→ Text to read
+++++

Problem statement

https://codeforces.com/edu/course/2/lesson/5/3/practice/contest/280799/problem/C

Solution

This segment tree will support two operations:

  1. Add value v to all elements in [l, r).
  2. Answer query: find the first element with index >= l such that it is >= x.

Let us use problem 2.4 from Part 1 here, but with massive operations now:

  1. Add value v to all elements in [l, r).
  2. Find maximum in [l, r).

Complexity

Standart compexities for segment tree.

Code

class SegmentTree:
    def __init__(self, n):
        self.size = 1
        while self.size < n:
            self.size *= 2

        self.NO_OPERATION = 0  # it should be neutral with respect to op_modify
        self.T = [0] * (2 * self.size - 1)
        self.L = [0] * (2 * self.size - 1)

    def op_modify(self, a, b):
        return a + b

    def op_sum(self, a, b):
        return max(a, b)

    def propagate(self, x, lx, rx):
        if self.L[x] == self.NO_OPERATION or rx - lx == 1:
            return
        mx = (lx + rx)//2
        self.L[2 * x + 1] = self.op_modify(self.L[2 * x + 1], self.L[x])
        self.T[2 * x + 1] = self.op_modify(self.T[2 * x + 1], self.L[x])
        self.L[2 * x + 2] = self.op_modify(self.L[2 * x + 2], self.L[x])
        self.T[2 * x + 2] = self.op_modify(self.T[2 * x + 2], self.L[x])
        self.L[x] = self.NO_OPERATION

    def _update(self, l, r, v, x, lx, rx):
        self.propagate(x, lx, rx)
        if l >= rx or lx >= r:
            return
        if lx >= l and rx <= r:
            self.L[x] = self.op_modify(self.L[x], v)
            self.T[x] = self.op_modify(self.T[x], v)
            return
        mx = (lx + rx)//2
        self._update(l, r, v, 2*x+1, lx, mx)
        self._update(l, r, v, 2*x+2, mx, rx)
        self.T[x] = self.op_sum(self.T[2*x+1], self.T[2*x+2])

    def update(self, l, r, v):
        return self._update(l, r, v, 0, 0, self.size)

    def first_above_(self, v, l, x, lx, rx):
        self.propagate(x, lx, rx)
        if self.T[x] < v or rx <= l:
            return -1
        if rx - lx == 1:
            return lx
        mx = (lx + rx) // 2
        res = self.first_above_(v, l, 2 * x + 1, lx, mx)
        if res == -1:
            res = self.first_above_(v, l, 2 * x + 2, mx, rx)
        return res

    def first_above(self, v, l):
        return self.first_above_(v, l, 0, 0, self.size)

if __name__ == '__main__':
    n, m = [int(i) for i in input().split()]
    MOD = 10**9 + 7
    STree = SegmentTree(n)

    for i in range(m):
        t = [int(i) for i in input().split()]
        if t[0] == 1:
            STree.update(t[1], t[2], t[3])
            #print("!!!", STree.L, STree.T)
        else:
            print(STree.first_above(t[1], t[2]))

+++++

→ Data section
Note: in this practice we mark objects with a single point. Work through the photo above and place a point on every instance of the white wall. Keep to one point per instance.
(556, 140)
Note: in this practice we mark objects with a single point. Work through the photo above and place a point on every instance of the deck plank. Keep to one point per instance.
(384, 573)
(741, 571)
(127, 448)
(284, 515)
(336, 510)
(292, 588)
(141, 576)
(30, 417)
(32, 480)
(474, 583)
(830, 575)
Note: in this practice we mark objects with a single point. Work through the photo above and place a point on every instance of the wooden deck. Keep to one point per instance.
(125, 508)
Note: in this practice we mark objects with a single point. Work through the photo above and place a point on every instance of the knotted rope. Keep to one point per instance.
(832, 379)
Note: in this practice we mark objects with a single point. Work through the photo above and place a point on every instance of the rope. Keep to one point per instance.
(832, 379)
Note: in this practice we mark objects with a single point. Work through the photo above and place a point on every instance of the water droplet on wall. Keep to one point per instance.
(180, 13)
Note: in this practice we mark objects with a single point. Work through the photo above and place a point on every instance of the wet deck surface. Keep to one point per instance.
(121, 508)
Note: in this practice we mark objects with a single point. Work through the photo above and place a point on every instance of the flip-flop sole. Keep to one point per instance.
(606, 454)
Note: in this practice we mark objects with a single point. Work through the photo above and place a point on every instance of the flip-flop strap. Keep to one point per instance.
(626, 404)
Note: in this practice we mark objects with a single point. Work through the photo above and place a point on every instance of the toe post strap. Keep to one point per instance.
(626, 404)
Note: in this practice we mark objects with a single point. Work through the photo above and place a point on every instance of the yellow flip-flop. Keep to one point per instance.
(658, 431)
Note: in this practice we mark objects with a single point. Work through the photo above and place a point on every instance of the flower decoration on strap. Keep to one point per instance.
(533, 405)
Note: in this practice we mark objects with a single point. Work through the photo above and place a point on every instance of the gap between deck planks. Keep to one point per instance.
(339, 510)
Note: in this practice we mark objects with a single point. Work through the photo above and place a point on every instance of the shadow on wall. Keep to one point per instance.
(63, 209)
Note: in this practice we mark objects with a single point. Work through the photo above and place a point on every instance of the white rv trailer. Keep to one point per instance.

+++++

→ Short exercise 1
In the segment tree solution, print the passage from "self.T[x] = self.op_modify(self.T[x], v)" to "2*x+2, mx, rx)".
→ Short exercise 2
Decide whether each statement agrees with the segment tree solution, answering yes or no and quoting the words of the text that settle it: (a) One supported operation adds a value v to every element in [l, r). (b) NO_OPERATION is initialized to 1. (c) The method op_sum returns the sum of a and b.
The records were taken from a different source than the text.

→ Reply 1
self.T[x] = self.op_modify(self.T[x], v)
            return
        mx = (lx + rx)//2
        self._update(l, r, v, 2*x+1, lx, mx)
        self._update(l, r, v, 2*x+2, mx, rx)

→ Reply 2
(a) Yes: "Add value v to all elements in [l, r)."
(b) No: "self.NO_OPERATION = 0"
(c) No: "return max(a, b)"